An Easy Draw Shot - January 2007

An Easy Draw Shot - January 2007Now that we’re able to look at various shots and separate the popular name for the result from the stroke most commonly associated with that result, we can enter a world of position play where a select few players dwell and almost anything is possible. Last month we explored a certain follow shot that requires the stroke we use for a stop shot. Now we can look at my favorite example of a draw shot that’s best played with a follow stroke.

In the diagram we see a very common draw shot that comes up most frequently in 9 ball. We see the shot in all games but often opt for another choice in games where we have the luxury of shot selection. In 9 ball however, where we must shoot the balls in numerical order and repeatedly cover great distances with the cue ball, we encounter this shot frequently, sometimes as often as three or four times in the same rack. In any event it’s a draw shot that demands proficiency in order to play competitively.

Just about everyone who plays pool long enough, and applies some effort to the task, learns to draw the cue ball. First, we hear that we must hit the cue ball low to make it draw. And we learn, often unconsciously, that the low hit is only part of the story. In tandem with the low hit we must also apply a snappy, rapidly accelerating stroke to produce the kind of backspin that makes the cue ball zip backwards off of the object ball. That snappy stroke is a draw stroke and is triggered automatically for many players whenever the tip moves toward the cue ball’s bottom.

The shot we see in the diagram calls for something different however. While it is certainly a draw shot, it is a special kind of draw shot that moves the cue ball backwards off of the side rail. Most players would look at the shot in the diagram and guess correctly that adding some right-hand english to the draw will help move the cue ball back down to the bottom of the table for the next shot on the striped ball. And that’s precisely what makes this shot different from most draw shots. Because the cue ball does not have much room to draw backwards before hitting the side cushion, the right-hand english is the more operative factor for moving the cue ball into position. And because of that, the shot calls for a stroke that differs from the standard draw stroke.

◆ **Set of tasks**:
**1.** Answer these questions from the article on the easy draw shot, one line each:
(a) What did the previous month's column explore?
(b) In which game does the diagrammed shot come up most frequently?
(c) What kind of english do most players guess will help move the cue ball back down to the bottom of the table?
**2.** Extend the article on the easy draw shot, picking up after its final sentence.

◆ **Supplied material**:
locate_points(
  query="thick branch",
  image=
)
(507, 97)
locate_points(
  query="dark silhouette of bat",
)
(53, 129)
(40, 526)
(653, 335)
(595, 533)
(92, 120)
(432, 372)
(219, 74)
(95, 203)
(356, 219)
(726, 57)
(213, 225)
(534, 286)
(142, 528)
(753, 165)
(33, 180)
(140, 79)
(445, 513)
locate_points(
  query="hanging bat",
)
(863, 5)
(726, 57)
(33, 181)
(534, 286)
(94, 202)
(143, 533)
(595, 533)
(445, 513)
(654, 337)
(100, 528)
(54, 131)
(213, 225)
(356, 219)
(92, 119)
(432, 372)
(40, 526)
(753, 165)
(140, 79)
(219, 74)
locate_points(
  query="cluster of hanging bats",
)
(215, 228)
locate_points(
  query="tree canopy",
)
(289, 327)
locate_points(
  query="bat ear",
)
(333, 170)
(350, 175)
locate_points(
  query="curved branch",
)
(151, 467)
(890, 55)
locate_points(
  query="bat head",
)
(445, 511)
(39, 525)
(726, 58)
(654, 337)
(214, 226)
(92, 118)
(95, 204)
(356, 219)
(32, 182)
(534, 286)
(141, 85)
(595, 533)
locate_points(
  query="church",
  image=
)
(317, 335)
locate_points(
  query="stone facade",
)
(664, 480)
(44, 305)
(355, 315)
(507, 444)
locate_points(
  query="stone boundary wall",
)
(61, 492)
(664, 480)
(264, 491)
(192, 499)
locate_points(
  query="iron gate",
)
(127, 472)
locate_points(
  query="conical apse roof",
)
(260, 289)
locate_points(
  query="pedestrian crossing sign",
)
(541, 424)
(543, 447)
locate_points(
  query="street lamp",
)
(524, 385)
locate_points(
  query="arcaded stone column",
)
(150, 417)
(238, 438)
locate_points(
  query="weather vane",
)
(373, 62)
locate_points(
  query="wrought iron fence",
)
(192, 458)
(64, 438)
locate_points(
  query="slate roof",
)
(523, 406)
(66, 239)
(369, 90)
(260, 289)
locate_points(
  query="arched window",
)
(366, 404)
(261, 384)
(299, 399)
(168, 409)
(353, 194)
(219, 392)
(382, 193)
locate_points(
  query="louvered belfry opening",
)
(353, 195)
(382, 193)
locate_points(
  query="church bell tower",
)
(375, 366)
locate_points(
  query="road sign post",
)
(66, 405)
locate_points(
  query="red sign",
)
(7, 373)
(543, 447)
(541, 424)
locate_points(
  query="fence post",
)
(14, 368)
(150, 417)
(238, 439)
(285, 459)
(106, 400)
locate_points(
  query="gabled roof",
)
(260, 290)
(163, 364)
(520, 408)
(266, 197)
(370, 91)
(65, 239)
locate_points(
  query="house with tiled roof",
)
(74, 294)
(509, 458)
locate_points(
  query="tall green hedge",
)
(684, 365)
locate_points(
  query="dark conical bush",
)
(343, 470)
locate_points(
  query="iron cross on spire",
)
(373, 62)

◆ **Answers to the problems**:
**1.**
(a) A follow shot that requires the stroke used for a stop shot.
(b) 9 ball.
(c) Right-hand english.

**2.**
Because the shot is more of a spin shot than a draw shot, it is best played with a long, languid follow stroke instead of a snappy draw stroke. Set up the shot as shown and play it a few times without thinking about it, while paying attention to your stroke and the result. Most players shoot this shot too hard and therefore struggle to get the cue ball past the side pocket. Now set it up and, making sure to move your tip as far down to the cue ball’s bottom right edge as possible, play it with a long, smooth, slow stroke. If a 3-cushion billiard player were coaching this shot, he would tell you to keep your tip on the cue ball as you come through. That’s a great image to have in mind as it works to keep the acceleration constant as opposed to the explosive acceleration we usually associate with a draw shot. The long, smooth follow stroke, with long follow through, is necessary to apply maximum sidespin to the cue ball, the kind of spin that makes this shot work.

Play the shot repeatedly and observe how the slower you seem to come through the cue ball, the farther back it moves for you. Remember to shoot at the edge of the cue ball for maximum draw and right-hand english—down around 5 O’clock. In fact, if you don’t miscue at least once, you probably aren’t close enough to the cue ball’s edge with your tip. Great players use the entire cue ball, and the only way to find its limits is with some miscues. They sound awful, I know, but in practice they cause no harm.

This common position shot may be pool’s best example of the old principle of less is more. When teaching this shot I encounter the greatest resistance from experienced players who often find it difficult to separate a low hit from the draw stroke. Players who never make such separations spend their pool careers on the game’s lower levels, sadly limited in the scope of their position play. As you become more comfortable with this shot, and the juxtaposition of draw with a follow stroke, you will see how less effort consistently produces more draw as you learn to make one of the game’s foundational shots look easy.